Records of labeled points:
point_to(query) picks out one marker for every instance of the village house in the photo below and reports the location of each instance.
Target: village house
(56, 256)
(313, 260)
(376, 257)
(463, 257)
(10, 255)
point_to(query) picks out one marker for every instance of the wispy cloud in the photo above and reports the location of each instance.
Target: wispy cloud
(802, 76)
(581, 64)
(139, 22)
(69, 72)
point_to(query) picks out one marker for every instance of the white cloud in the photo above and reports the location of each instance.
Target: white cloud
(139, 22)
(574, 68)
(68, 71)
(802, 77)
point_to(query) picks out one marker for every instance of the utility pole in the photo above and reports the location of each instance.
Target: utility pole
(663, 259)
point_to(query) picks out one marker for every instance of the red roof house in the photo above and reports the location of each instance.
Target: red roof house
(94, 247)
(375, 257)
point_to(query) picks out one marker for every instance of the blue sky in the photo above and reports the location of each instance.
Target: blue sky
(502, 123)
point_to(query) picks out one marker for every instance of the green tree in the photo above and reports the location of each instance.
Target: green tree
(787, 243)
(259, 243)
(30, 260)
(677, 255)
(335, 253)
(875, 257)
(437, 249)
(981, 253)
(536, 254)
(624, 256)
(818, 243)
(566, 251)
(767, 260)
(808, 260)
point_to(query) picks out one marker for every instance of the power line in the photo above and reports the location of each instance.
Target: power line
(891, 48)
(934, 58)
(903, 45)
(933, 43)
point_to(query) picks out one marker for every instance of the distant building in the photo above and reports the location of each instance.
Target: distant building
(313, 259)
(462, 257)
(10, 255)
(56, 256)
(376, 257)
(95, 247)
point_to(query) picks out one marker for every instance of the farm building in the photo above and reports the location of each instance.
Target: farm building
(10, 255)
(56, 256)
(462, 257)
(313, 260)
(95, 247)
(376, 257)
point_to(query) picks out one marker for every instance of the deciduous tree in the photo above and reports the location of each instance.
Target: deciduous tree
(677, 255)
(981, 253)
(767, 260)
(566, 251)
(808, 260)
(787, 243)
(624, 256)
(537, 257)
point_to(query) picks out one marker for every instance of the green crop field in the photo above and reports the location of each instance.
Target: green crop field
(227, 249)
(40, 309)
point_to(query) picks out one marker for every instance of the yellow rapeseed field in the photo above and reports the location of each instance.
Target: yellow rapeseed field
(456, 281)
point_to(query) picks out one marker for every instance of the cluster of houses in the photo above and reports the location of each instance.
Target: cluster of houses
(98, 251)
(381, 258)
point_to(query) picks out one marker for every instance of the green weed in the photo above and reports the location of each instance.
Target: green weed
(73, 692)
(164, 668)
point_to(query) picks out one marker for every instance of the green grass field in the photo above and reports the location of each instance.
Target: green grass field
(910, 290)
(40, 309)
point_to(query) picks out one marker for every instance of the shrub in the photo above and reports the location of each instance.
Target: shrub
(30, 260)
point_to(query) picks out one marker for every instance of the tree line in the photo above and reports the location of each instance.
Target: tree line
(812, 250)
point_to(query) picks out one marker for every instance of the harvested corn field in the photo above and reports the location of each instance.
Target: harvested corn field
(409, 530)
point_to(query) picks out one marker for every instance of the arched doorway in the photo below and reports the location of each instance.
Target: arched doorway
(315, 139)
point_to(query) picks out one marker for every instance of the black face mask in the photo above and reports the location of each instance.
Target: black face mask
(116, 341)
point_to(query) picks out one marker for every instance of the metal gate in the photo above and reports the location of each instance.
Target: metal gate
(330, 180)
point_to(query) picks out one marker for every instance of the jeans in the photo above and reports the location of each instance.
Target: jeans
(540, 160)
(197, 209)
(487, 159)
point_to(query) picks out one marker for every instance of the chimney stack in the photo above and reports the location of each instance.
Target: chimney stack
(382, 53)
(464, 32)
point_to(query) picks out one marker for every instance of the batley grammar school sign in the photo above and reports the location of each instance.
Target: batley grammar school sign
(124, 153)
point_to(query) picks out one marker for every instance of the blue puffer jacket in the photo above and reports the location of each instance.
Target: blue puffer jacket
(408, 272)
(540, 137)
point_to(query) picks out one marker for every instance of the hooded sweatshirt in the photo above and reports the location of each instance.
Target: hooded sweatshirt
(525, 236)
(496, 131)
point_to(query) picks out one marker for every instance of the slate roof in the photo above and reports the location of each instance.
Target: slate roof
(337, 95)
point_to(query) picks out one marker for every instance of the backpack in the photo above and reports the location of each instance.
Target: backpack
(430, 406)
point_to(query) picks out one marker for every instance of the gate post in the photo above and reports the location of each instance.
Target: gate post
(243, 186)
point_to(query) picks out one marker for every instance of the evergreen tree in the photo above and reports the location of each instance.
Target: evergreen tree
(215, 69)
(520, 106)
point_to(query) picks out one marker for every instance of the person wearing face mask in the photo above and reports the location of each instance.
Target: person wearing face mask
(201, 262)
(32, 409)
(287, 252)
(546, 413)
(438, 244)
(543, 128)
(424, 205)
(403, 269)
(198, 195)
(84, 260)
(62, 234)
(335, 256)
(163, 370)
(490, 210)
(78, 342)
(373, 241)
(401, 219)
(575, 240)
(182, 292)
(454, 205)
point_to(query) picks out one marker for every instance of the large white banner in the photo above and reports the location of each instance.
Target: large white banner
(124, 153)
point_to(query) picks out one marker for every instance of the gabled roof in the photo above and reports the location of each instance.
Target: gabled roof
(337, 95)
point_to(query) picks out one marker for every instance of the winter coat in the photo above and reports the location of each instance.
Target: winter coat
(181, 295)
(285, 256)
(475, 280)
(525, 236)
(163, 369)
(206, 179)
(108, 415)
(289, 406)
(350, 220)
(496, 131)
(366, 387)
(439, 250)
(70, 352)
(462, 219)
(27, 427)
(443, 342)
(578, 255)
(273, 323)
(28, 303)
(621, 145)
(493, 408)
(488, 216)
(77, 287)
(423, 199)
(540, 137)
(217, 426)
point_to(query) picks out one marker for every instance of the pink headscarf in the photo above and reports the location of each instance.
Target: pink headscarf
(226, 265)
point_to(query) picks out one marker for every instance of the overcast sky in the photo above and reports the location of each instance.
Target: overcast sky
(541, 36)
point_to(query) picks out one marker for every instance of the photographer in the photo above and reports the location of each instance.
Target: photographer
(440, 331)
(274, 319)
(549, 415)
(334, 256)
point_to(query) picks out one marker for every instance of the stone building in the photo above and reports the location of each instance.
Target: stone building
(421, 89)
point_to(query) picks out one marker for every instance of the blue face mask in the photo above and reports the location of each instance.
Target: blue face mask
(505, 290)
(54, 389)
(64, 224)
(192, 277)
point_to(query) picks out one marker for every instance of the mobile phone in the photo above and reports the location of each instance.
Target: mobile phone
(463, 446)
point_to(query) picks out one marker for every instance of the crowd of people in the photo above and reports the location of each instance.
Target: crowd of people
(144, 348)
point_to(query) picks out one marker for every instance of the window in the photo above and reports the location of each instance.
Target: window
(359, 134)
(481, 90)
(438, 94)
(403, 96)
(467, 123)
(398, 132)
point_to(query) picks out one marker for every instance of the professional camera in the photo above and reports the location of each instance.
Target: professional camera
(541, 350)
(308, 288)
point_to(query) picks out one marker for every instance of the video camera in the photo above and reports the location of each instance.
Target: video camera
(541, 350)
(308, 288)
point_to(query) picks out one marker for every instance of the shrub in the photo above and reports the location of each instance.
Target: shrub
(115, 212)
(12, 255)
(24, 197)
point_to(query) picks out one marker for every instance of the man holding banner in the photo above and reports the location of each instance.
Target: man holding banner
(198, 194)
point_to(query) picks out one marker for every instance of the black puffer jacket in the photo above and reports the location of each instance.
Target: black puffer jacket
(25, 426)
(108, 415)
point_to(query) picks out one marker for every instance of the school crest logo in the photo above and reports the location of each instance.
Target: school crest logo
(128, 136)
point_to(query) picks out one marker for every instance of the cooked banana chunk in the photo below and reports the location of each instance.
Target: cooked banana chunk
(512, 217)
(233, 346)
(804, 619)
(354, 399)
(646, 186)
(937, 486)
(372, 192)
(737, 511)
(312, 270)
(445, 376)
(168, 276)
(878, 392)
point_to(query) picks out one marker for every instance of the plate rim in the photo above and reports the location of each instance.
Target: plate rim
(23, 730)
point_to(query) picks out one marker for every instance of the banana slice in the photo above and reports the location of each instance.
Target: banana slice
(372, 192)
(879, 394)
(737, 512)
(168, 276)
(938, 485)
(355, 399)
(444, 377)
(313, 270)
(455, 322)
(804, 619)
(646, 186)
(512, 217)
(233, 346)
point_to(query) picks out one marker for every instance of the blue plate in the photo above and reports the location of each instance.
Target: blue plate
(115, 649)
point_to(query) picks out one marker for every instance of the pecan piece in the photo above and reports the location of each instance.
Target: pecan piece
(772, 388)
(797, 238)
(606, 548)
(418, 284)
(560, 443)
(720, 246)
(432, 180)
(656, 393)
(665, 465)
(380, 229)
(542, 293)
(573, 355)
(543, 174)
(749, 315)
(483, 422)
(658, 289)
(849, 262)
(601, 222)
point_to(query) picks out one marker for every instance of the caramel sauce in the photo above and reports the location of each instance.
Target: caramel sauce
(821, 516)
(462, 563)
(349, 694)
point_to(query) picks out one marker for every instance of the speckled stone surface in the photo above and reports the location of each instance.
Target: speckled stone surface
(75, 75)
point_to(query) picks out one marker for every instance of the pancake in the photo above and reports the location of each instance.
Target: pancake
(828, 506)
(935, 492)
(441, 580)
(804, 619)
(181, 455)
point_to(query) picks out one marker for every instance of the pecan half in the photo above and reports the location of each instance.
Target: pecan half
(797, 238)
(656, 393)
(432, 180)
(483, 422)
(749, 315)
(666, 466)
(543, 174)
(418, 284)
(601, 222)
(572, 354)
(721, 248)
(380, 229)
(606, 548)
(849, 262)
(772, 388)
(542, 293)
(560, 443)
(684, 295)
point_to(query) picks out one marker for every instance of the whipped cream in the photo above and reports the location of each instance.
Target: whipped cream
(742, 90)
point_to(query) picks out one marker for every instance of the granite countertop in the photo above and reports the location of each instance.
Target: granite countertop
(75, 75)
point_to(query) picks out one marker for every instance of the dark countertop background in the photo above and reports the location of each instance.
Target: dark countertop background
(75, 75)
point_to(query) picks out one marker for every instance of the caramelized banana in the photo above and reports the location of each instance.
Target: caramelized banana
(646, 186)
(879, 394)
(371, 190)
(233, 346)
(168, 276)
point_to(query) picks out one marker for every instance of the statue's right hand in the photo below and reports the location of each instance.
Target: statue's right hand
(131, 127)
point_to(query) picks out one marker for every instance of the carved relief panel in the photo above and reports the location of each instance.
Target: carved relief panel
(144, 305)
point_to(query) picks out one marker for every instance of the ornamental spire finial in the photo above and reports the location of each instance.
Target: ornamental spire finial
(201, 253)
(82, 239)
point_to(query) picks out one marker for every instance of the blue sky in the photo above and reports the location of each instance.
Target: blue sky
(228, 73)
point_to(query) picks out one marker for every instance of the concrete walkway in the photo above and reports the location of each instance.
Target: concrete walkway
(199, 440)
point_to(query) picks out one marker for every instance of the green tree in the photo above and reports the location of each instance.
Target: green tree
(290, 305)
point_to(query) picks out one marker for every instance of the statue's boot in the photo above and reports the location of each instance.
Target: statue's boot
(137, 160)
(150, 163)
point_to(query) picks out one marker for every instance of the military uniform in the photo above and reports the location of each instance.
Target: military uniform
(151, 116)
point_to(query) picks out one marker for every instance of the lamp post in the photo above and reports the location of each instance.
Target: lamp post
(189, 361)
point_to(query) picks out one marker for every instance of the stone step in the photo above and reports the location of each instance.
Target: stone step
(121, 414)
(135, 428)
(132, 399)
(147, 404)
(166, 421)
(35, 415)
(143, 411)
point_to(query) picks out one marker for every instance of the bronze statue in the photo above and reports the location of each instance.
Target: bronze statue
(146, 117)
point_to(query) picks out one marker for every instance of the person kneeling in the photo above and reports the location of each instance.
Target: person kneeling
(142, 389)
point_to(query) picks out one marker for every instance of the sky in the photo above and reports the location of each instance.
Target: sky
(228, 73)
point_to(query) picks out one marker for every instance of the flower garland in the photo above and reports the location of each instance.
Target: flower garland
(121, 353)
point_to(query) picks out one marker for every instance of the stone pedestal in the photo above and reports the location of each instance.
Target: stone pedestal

- _What the exercise asks_
Every line from the one containing "the stone step" through the end of the data must be repeated exactly, and no other line.

- _Output of the exercise_
point_to(query) picks out one marker for every instance of the stone step in the photo above and reports the location of each instance.
Target: stone step
(121, 414)
(135, 428)
(132, 399)
(147, 404)
(166, 421)
(35, 415)
(143, 411)
point_to(query) picks out one marker for every instance of the bronze statue in the photo above and reports the location of each instance.
Target: bronze statue
(146, 117)
point_to(query) picks out one marker for every instance of the person kneeling in the photo above and reports the location of each instance.
Target: person kneeling
(142, 389)
point_to(query) picks out one marker for every instance of the sky in the photo above and reports the location of each instance.
Target: sky
(228, 73)
point_to(query) picks out one marker for every instance of the flower garland in the photo above and reports the location of each instance.
Target: flower garland
(121, 353)
point_to(query) picks out one marker for every instance of the stone pedestal in the photo above and reports the location of each instance.
Target: stone pedestal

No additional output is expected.